*SHORT PROBLEM*.
Can you retype the data below word for word, from the line containing "Could you kindly tag the contrail" down to the line containing "column 403, row 878", with both of those lines included?

*DATA LINES*.
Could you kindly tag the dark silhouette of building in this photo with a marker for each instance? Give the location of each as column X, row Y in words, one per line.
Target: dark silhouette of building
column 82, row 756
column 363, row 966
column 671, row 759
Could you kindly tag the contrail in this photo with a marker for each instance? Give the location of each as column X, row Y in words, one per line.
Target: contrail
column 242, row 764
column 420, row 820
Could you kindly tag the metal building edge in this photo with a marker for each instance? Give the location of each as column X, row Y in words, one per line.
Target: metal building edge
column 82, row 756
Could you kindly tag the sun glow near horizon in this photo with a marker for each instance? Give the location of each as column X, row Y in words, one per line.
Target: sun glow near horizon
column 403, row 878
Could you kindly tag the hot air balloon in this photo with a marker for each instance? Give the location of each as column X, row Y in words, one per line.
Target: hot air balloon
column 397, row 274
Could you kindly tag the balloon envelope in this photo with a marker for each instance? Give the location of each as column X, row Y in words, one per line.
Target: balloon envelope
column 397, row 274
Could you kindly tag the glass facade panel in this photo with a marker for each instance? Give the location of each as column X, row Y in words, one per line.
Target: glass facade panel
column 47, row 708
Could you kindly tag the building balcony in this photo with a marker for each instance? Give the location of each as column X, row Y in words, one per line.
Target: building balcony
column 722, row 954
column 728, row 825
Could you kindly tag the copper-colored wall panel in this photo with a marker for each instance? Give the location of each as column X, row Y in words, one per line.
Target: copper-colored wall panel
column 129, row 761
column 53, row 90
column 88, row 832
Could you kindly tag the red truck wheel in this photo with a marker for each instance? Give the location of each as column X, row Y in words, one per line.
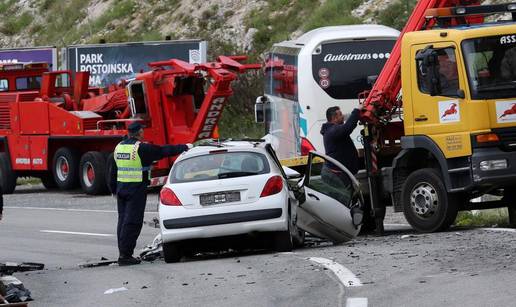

*EXERCISE RESPONSE*.
Could you kindly tag the contrail in this photo with a marker for each instance? Give the location of each as column X, row Y in words, one per line.
Target: contrail
column 242, row 764
column 420, row 820
Could you kindly tag the metal building edge in this photo with a marker for each instance? Give the location of each as column X, row Y in words, one per line.
Target: metal building edge
column 82, row 756
Could you kindly tag the sun glow near horizon in this photo with a marker for each instance? Give the location of each as column X, row Y in words, one per line.
Target: sun glow near horizon
column 403, row 878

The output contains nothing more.